● **The problem**
Each line below should be quoted exactly, please.

● **Information given**

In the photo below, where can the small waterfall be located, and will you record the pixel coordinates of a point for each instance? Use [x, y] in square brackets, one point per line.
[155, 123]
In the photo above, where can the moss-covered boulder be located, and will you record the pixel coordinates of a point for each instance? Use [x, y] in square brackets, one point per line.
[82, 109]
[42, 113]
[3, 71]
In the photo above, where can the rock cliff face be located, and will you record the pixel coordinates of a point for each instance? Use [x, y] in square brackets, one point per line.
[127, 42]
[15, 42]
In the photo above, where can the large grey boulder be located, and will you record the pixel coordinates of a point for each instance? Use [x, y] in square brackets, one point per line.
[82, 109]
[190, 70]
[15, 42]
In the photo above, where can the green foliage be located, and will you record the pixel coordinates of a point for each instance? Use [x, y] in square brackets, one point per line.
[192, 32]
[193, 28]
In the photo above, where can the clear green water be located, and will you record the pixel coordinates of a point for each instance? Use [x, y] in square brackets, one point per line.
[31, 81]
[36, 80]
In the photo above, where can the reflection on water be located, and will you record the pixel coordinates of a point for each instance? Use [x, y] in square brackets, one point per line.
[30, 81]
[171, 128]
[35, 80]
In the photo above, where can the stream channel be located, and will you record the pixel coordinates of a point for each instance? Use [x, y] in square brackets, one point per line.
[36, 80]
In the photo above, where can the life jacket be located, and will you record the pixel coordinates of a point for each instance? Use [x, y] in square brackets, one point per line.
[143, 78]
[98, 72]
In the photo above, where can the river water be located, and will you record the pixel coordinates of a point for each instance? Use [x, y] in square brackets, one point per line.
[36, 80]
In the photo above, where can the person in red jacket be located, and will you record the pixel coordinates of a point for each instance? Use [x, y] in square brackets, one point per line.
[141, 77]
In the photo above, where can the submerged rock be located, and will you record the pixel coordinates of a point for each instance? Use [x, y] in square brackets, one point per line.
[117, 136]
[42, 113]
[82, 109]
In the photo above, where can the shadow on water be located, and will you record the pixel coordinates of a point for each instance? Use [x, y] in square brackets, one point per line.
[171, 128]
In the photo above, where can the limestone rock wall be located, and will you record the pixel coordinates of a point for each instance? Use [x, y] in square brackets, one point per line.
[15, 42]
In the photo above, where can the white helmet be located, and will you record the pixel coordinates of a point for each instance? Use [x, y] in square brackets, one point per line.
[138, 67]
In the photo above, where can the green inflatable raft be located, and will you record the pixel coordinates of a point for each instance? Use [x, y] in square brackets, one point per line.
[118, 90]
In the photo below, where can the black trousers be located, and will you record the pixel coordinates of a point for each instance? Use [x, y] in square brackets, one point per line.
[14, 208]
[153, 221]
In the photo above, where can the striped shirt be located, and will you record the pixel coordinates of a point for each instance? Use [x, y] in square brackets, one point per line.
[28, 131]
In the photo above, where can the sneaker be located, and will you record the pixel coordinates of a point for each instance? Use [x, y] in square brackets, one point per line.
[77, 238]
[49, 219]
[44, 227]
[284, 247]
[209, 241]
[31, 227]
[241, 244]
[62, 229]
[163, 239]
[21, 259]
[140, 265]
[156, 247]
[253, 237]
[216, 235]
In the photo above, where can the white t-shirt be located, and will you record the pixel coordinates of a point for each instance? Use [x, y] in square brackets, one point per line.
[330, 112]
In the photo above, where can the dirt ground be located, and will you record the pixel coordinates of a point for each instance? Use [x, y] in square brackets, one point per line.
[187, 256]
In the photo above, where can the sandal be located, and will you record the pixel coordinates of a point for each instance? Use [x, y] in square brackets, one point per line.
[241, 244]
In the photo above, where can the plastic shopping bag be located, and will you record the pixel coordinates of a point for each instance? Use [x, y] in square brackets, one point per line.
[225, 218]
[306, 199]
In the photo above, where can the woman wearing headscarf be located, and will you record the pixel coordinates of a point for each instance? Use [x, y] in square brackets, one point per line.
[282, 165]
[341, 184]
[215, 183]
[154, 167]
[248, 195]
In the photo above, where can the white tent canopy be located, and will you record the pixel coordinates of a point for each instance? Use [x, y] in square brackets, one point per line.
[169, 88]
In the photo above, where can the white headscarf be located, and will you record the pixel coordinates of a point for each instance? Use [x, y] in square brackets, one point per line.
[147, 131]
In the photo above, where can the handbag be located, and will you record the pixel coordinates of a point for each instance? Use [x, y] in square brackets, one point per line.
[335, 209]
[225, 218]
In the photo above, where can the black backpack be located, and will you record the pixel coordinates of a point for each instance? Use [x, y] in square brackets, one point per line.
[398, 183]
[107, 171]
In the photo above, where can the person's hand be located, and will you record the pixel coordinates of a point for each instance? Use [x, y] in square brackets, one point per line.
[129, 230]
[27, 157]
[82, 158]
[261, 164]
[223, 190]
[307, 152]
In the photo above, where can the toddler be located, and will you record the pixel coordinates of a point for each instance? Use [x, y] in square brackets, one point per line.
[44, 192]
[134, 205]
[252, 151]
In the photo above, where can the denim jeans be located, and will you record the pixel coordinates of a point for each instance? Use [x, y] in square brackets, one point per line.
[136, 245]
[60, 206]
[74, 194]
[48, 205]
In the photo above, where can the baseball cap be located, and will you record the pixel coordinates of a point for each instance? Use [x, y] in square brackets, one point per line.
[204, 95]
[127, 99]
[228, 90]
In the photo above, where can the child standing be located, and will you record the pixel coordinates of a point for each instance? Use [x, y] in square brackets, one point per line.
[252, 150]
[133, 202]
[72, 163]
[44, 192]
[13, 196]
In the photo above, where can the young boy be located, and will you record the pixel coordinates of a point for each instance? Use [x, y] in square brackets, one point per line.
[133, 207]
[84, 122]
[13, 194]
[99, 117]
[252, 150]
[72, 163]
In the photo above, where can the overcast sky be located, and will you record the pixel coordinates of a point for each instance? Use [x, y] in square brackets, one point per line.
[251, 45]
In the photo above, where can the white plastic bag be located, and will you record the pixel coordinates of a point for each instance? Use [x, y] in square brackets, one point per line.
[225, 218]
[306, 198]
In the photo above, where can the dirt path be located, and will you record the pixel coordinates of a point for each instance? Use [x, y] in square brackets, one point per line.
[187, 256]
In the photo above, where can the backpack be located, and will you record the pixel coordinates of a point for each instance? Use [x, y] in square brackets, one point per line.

● **Solution to this exercise**
In the photo below, where can the small waterfall be located, and will you record the pixel coordinates of a point for each instance? Use [x, y] in square brackets, one point per line.
[155, 123]
In the photo above, where can the moss-covered boulder be located, and will you record the pixel coordinates of a point for each instance? Use [x, y] in square brackets, one point per line.
[82, 109]
[42, 113]
[3, 71]
In the photo above, where can the rock cliff face be located, and will you record the pixel coordinates of a point for each instance? Use [x, y] in square brackets, one point per line.
[127, 42]
[15, 42]
In the photo above, where can the large grey boulder be located, and will you record the pixel coordinates of a point for each instance? Use [x, y] in square brackets, one point per line.
[82, 109]
[190, 70]
[15, 42]
In the photo above, where can the green foliage be located, and will you record the pixel coordinates of a point for each instance? Use [x, y] in square brackets, one point per line.
[192, 32]
[193, 28]
In the photo above, where can the clear green water be located, and will you record the pixel coordinates of a point for each instance? Use [x, y] in square brackets, one point per line.
[31, 81]
[36, 80]
In the photo above, where can the reflection on water be located, and will you record the pixel coordinates of a point for each instance? Use [x, y] in square brackets, one point per line.
[30, 81]
[171, 128]
[35, 80]
In the photo above, where can the stream channel be located, and will you record the pixel coordinates of a point for each instance? Use [x, y] in square brackets, one point per line.
[36, 80]
In the photo above, where can the life jacket be located, and will you record the pixel coordinates of a point for each instance? Use [x, y] in square brackets, one point per line.
[143, 78]
[98, 72]
In the photo above, where can the river water be located, and will you record the pixel coordinates of a point for each instance? Use [x, y] in square brackets, one point per line.
[36, 80]
In the photo above, where can the person in red jacket be located, and will you record the pixel coordinates of a point for each instance? Use [x, y] in square brackets, one point per line.
[141, 77]
In the photo above, where can the submerged rock be located, and will you record the pixel coordinates of a point for each instance? Use [x, y] in square brackets, one point per line.
[117, 136]
[42, 113]
[82, 109]
In the photo above, where can the shadow on water be located, and will you record the pixel coordinates of a point for each instance? Use [x, y] in square brackets, one point per line.
[171, 128]
In the photo above, where can the limestone rock wall be located, and will you record the pixel coordinates of a point for each instance? Use [x, y] in square brackets, one point per line.
[15, 42]
In the photo above, where can the white helmet be located, and will you record the pixel coordinates of a point for each instance? Use [x, y] in square brackets, one point per line.
[138, 67]
In the photo above, where can the green inflatable raft be located, and will you record the pixel coordinates of a point for each instance? Use [x, y] in square brackets, one point per line.
[118, 90]
In the photo below, where can the black trousers be located, and will you record the pixel coordinates of a point for each instance? Use [x, y] in square brackets, one point per line.
[14, 208]
[153, 221]
In the photo above, where can the striped shirt be located, and will you record the pixel coordinates of a point for each instance? Use [x, y] in square brackets, one point per line.
[28, 131]
In the photo above, where can the sneaker be located, and will you record the pixel coordinates of a point for each instance? Use [x, y] in square brackets, one point per line.
[77, 238]
[49, 219]
[44, 227]
[284, 247]
[209, 241]
[31, 227]
[241, 244]
[62, 229]
[163, 239]
[21, 259]
[140, 265]
[156, 247]
[253, 237]
[216, 235]
In the photo above, where can the white t-shirt be located, and will you record the pixel coordinates of a point for each instance? Use [x, y] in square brackets, one point per line.
[330, 112]
In the photo above, where can the dirt ground be located, and will you record the pixel coordinates of a point for each instance? Use [x, y] in square brackets, one point per line.
[187, 256]
In the photo above, where can the sandal be located, and will you record the pixel coordinates of a point for each instance? Use [x, y] in square brackets, one point per line.
[241, 244]
In the photo above, where can the plastic shopping bag be located, and will you record the pixel coordinates of a point for each instance? Use [x, y] in square brackets, one point per line.
[225, 218]
[306, 199]
In the photo above, where can the woman wearing headscarf be located, and will you record the pixel coordinates of a point for each instance? Use [x, y] in square brackets, one point per line.
[282, 165]
[341, 184]
[215, 183]
[154, 167]
[248, 195]
In the photo above, where can the white tent canopy be located, and will you record the pixel coordinates of a point for each instance? Use [x, y] in square brackets, one point per line.
[169, 88]
In the photo above, where can the white headscarf be located, and will you record the pixel coordinates of a point for each instance? Use [x, y] in square brackets, one point per line.
[147, 131]
In the photo above, where can the handbag be located, and will you record the pixel coordinates of a point for each instance? Use [x, y] in square brackets, one point per line.
[335, 209]
[225, 218]
In the photo above, where can the black backpack be located, and will you record the pixel coordinates of a point for each instance? Use [x, y] in square brackets, one point per line.
[398, 183]
[107, 171]
In the photo above, where can the person's hand be located, and will you record the pixel coordinates of a point for each instance? Use [x, y] in square brackets, one point per line.
[129, 230]
[27, 157]
[82, 158]
[261, 164]
[223, 190]
[307, 152]
In the photo above, where can the toddler be located, and will you record the pixel coordinates of a point for each instance? Use [x, y] in square brackets, one point per line.
[44, 192]
[134, 205]
[252, 151]
In the photo above, where can the denim jeans be located, and will you record the pixel coordinates of a point for each instance? Use [x, y] in square brackets, one point per line.
[136, 245]
[60, 206]
[74, 194]
[48, 205]
In the photo above, where can the baseball cap be located, and will you record the pixel coordinates of a point for each instance? Use [x, y] in square brackets, one point per line.
[204, 95]
[127, 99]
[228, 90]
In the photo above, where can the child standing be located, and will you record the pixel coordinates of a point for each instance? Use [x, y] in square brackets, one point per line.
[252, 150]
[133, 202]
[72, 163]
[44, 192]
[13, 196]
In the photo above, where can the young boy be located, and will you record the pixel coordinates of a point for each instance? Use [x, y] in square brackets, one point per line.
[133, 207]
[84, 122]
[13, 194]
[99, 117]
[252, 150]
[72, 163]
In the photo above, where can the overcast sky be located, and will you record the pixel coordinates of a point for each instance? Use [x, y] in square brackets, one point per line.
[251, 45]
In the photo above, where can the white plastic bag be located, and will you record the pixel coordinates of a point for each instance? Use [x, y] in square brackets, one point per line.
[225, 218]
[306, 198]
In the photo above, where can the dirt path be located, and will you record the pixel coordinates of a point for each instance? Use [x, y] in square brackets, one point per line.
[187, 256]
In the photo above, where can the backpack be located, and will you record the pixel coordinates of a point for each instance? Use [x, y] in square brackets, one point per line.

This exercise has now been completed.